* _GOAL_: Can you render every one of the records below as a Markdown table with two columns, "Row" for a running number and "Text" for the line itself, skipping any blank lines?
--- start of DATA IN THIS EXERCISE ---
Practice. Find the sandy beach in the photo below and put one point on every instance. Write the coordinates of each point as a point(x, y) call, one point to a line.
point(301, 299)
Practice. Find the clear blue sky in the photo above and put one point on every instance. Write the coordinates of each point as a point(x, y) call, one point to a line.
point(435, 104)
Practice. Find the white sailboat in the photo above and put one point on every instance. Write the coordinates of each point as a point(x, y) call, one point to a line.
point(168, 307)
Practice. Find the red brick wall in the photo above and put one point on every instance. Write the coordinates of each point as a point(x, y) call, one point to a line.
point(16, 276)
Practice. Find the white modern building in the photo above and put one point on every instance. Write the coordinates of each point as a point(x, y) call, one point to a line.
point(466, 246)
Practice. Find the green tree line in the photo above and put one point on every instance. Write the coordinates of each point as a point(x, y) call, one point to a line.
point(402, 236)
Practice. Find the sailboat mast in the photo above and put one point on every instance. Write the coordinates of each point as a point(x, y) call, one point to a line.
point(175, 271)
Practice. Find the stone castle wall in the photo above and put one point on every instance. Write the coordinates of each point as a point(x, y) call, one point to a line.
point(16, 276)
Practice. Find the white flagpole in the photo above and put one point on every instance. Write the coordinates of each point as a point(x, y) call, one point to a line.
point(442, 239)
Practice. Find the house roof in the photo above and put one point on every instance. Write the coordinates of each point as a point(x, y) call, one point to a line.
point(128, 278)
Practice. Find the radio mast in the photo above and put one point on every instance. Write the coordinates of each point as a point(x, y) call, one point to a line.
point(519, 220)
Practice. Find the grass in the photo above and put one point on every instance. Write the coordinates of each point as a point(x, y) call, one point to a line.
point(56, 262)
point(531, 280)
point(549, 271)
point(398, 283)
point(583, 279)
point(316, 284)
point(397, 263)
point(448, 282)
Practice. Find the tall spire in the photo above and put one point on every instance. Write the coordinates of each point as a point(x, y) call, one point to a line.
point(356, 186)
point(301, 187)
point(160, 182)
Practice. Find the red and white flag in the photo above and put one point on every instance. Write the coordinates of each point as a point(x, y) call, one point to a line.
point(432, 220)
--- end of DATA IN THIS EXERCISE ---
* _EXPECTED ANSWER_:
| Row | Text |
|---|---|
| 1 | Practice. Find the sandy beach in the photo below and put one point on every instance. Write the coordinates of each point as a point(x, y) call, one point to a line. |
| 2 | point(301, 299) |
| 3 | Practice. Find the clear blue sky in the photo above and put one point on every instance. Write the coordinates of each point as a point(x, y) call, one point to a line. |
| 4 | point(435, 104) |
| 5 | Practice. Find the white sailboat in the photo above and put one point on every instance. Write the coordinates of each point as a point(x, y) call, one point to a line. |
| 6 | point(168, 307) |
| 7 | Practice. Find the red brick wall in the photo above and put one point on every instance. Write the coordinates of each point as a point(x, y) call, one point to a line. |
| 8 | point(16, 276) |
| 9 | Practice. Find the white modern building in the photo above and put one point on every instance. Write the coordinates of each point as a point(x, y) call, one point to a line. |
| 10 | point(466, 246) |
| 11 | Practice. Find the green tree line in the photo above and put one point on every instance. Write the coordinates of each point as a point(x, y) call, one point to a line. |
| 12 | point(402, 236) |
| 13 | Practice. Find the sailboat mast in the photo above and put one point on every instance. Write the coordinates of each point as a point(x, y) call, one point to a line. |
| 14 | point(175, 271) |
| 15 | Practice. Find the stone castle wall in the photo above and put one point on every instance. Write the coordinates of each point as a point(x, y) call, one point to a line. |
| 16 | point(16, 276) |
| 17 | Practice. Find the white flagpole in the photo above and put one point on every instance. Write the coordinates of each point as a point(x, y) call, one point to a line. |
| 18 | point(442, 239) |
| 19 | Practice. Find the house roof in the photo above and put one point on every instance. Write the coordinates of each point as a point(x, y) call, one point to a line. |
| 20 | point(128, 278) |
| 21 | Practice. Find the radio mast in the photo above and put one point on every instance. Write the coordinates of each point as a point(x, y) call, one point to a line. |
| 22 | point(519, 220) |
| 23 | Practice. Find the grass in the photo above and put one point on every instance. Write the coordinates of each point as a point(x, y) call, one point to a line. |
| 24 | point(56, 262) |
| 25 | point(531, 280) |
| 26 | point(549, 271) |
| 27 | point(398, 283) |
| 28 | point(583, 279) |
| 29 | point(316, 284) |
| 30 | point(397, 263) |
| 31 | point(448, 282) |
| 32 | Practice. Find the tall spire in the photo above and put one point on every instance. Write the coordinates of each point as a point(x, y) call, one point to a line. |
| 33 | point(356, 186) |
| 34 | point(301, 187) |
| 35 | point(160, 182) |
| 36 | Practice. Find the red and white flag in the photo above and put one point on every instance. Write the coordinates of each point as a point(x, y) call, one point to a line. |
| 37 | point(432, 220) |